- What to produce:
In the forum thread about honey-peanut butter bars, what kind of pan is the mixture pressed into?

- Reading text:

* * * * * * *

# Does someone have the recipe?



## Parke County Queen (May 22, 2006)

I was at a fall meeting the past weekend and someone made peanut butter/honey/chocolate bars. They had rice crispys in them and the recipe came from the ABF phamplet.


----------



## Hambone (Mar 17, 2008)

5th one down.

http://www.abfnet.org/displayemailformentries.cfm?EmailformID=117648


----------



## Parke County Queen (May 22, 2006)

Thank you! These were so good.


----------



## Dick Allen (Sep 4, 2004)

Here's a similar recipe from a few years ago, also put out by the ABF:

Honey-Peanut Butter Bars

3/4 cup honey
3/4 cup peanut butter
1 tsp. vanilla
3 cups Special K cereal
1 cup semi-sweet chocolate chips, melted

In a large sauce pan over medium heat, bring
honey & peanut butter to a boil. Remove from
heat; stir in vanilla & cereal. Press into
ungreased 9-inch square pan. Chill until firm.
Cut into 20 bars.

(Some notes I've added):
The recipe doesn't specify how to add the
chocolate. Sometimes I mix it together with
the honey and peanut butter before stirring
it into the cereal. Other times I mix the
honey-peanut butter into the cereal and then
pour the melted chocolate over that. Goes
good both ways.

Plain corn flakes work as well as Special K.
They're also a little cheaper. Also uncooked 
rolled oats can be substituted for the cereal.
Corn flakes make for a crunchy bar, while the
rolled oats make for a chewier bar.


----------

* * * * * * *

- Data shown:
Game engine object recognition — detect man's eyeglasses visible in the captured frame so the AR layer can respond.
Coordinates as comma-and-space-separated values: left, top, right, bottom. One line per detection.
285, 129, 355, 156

* * * * * * *

- Final answer:
An ungreased 9-inch square pan.